Using the text below on choices and their logical consequences, answer these questions:
1. What does a subroutine S' logically equivalent to S always produce?
2. What does the text name as a second major open problem?
3. If preferences for one program are independent of those for another, how can they be represented?

*Page text*:
====

A more general class of consequences might be called logical consequences. Consider a program P’ that doesn’t call S, but a different subroutine S’ that’s logically equivalent to S. In other words, S’ always produces the same output as S when given the same input. Due to the logical relationship between S and S’, your choice of output for S must also affect the subsequent execution of P’. Another example of a logical relationship is an S' which always returns the first bit of the output of S when given the same input, or one that returns the same output as S on some subset of inputs.

In general, you can’t be certain about the consequences of a choice, because you’re not logically omniscient. How to handle logical/mathematical uncertainty is an open problem, so for now we'll just assume that you have access to a "mathematical intuition subroutine" that somehow allows you to form beliefs about the likely consequences of your choices.

At this point, you might ask, “That’s well and good, but what if my preferences extend beyond abstract computations? What about consequences on the physical universe?” The answer is, we can view the physical universe as a program that runs S as a subroutine, or more generally, view it as a mathematical object which has S embedded within it. (From now on I’ll just refer to programs for simplicity, with the understanding that the subsequent discussion can be generalized to non-computable universes.) Your preferences about the physical universe can be translated into preferences about such a program P and programmed into the AI. The AI, upon receiving an input X, will look into P, determine all the instances where it calls S with input X, and choose the output that optimizes its preferences about the execution of P. If the preferences were translated faithfully, the the AI's decision should also optimize your preferences regarding the physical universe. This faithful translation is a second major open problem.

What if you have some uncertainty about which program our universe corresponds to? In that case, we have to specify preferences for the entire set of programs that our universe may correspond to. If your preferences for what happens in one such program is independent of what happens in another, then we can represent them by a probability distribution on the set of programs plus a utility function on the execution of each individual program. More generally, we can always represent your preferences as a utility function on vectors of the form <E1, E2, E3, …> where E1 is an execution history of P1, E2 is an execution history of P2, and so on.

====

(Records from a pointing dataset)
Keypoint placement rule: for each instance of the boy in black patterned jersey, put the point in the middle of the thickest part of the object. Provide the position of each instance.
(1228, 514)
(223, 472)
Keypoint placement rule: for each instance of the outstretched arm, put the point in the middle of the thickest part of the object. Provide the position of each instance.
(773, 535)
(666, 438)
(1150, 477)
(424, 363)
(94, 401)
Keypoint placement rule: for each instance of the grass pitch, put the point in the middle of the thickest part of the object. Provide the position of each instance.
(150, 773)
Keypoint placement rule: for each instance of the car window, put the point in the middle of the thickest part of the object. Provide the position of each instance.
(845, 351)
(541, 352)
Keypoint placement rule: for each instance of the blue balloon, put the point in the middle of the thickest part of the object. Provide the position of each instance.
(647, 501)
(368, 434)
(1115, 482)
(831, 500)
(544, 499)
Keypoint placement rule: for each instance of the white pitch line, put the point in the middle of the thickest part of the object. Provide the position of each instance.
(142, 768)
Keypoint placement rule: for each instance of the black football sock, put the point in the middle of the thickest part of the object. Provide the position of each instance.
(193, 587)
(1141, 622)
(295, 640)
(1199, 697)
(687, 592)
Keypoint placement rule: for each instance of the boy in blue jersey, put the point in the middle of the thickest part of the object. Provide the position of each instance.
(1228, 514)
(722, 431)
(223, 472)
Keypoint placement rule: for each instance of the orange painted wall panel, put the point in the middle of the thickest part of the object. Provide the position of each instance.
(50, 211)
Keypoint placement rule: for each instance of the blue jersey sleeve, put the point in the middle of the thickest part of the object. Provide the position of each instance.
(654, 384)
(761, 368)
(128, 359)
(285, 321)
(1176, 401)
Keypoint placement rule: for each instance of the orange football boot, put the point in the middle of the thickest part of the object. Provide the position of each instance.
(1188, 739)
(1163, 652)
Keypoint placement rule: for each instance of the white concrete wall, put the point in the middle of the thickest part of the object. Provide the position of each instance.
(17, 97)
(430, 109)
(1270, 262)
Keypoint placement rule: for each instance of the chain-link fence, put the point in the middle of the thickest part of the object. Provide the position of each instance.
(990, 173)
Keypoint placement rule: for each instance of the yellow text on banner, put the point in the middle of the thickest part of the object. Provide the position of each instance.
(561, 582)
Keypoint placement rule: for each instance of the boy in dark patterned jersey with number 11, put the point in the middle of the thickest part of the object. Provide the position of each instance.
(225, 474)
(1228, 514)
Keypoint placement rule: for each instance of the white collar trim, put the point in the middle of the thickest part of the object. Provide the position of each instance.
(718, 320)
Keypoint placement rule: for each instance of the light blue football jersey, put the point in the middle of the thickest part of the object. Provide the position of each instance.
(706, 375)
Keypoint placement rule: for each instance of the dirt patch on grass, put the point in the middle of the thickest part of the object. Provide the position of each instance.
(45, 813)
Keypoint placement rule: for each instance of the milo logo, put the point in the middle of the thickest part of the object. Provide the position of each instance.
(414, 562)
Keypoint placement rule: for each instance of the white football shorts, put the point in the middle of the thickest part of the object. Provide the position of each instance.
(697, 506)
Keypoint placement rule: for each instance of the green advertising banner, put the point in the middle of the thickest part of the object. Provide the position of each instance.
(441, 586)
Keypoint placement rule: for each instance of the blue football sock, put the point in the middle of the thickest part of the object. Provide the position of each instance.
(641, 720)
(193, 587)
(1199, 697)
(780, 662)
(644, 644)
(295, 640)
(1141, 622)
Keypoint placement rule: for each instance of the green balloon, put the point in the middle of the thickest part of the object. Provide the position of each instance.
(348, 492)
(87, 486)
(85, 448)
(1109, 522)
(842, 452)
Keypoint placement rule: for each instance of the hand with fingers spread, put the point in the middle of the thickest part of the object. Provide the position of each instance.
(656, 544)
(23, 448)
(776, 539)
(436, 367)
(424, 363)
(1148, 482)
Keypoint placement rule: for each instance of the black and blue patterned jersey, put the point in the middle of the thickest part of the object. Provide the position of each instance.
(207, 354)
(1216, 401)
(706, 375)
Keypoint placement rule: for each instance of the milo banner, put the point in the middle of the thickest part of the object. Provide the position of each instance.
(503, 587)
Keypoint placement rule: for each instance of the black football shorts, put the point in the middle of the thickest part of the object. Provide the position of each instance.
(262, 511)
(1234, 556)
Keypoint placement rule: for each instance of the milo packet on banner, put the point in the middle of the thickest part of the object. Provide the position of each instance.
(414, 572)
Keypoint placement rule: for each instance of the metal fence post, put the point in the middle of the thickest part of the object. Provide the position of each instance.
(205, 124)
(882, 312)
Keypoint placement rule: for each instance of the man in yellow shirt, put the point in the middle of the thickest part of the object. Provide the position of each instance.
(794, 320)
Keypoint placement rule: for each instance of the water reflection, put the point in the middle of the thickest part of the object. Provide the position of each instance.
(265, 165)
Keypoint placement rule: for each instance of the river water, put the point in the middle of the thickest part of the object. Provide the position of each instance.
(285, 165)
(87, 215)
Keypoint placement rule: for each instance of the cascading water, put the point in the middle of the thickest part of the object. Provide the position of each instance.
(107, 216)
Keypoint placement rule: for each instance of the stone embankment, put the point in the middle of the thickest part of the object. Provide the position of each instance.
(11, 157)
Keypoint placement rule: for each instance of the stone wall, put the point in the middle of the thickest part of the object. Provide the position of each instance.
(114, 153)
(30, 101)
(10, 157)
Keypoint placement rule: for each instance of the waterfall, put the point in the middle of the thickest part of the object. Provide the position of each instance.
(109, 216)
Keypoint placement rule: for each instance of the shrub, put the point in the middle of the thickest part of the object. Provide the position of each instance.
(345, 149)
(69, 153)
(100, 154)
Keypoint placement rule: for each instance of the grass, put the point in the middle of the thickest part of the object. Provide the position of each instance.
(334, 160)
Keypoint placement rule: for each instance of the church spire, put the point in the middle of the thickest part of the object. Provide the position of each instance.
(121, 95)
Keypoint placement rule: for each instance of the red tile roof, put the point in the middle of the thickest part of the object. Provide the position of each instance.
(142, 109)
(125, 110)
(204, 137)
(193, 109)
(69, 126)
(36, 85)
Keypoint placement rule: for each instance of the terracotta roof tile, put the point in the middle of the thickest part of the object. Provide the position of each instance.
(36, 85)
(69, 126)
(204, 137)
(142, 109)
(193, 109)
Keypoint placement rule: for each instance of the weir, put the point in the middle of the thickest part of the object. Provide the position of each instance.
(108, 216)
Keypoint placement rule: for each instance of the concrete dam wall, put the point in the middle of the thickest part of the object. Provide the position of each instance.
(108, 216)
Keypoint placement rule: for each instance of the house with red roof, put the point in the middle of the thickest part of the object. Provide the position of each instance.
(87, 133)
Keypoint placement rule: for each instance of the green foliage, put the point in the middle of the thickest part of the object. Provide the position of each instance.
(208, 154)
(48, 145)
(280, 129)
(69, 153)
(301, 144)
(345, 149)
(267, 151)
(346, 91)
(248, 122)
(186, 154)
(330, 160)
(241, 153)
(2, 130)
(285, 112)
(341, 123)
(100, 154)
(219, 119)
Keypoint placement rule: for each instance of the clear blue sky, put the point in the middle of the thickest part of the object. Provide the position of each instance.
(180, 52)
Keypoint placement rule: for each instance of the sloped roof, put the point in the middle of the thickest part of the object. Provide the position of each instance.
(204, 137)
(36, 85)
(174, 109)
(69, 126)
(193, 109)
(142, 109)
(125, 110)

====

*The reply*:
1. It always produces the same output as S when given the same input.
2. The faithful translation of preferences about the physical universe into preferences about a program P is the second major open problem.
3. They can be represented by a probability distribution on the set of programs plus a utility function on the execution of each individual program.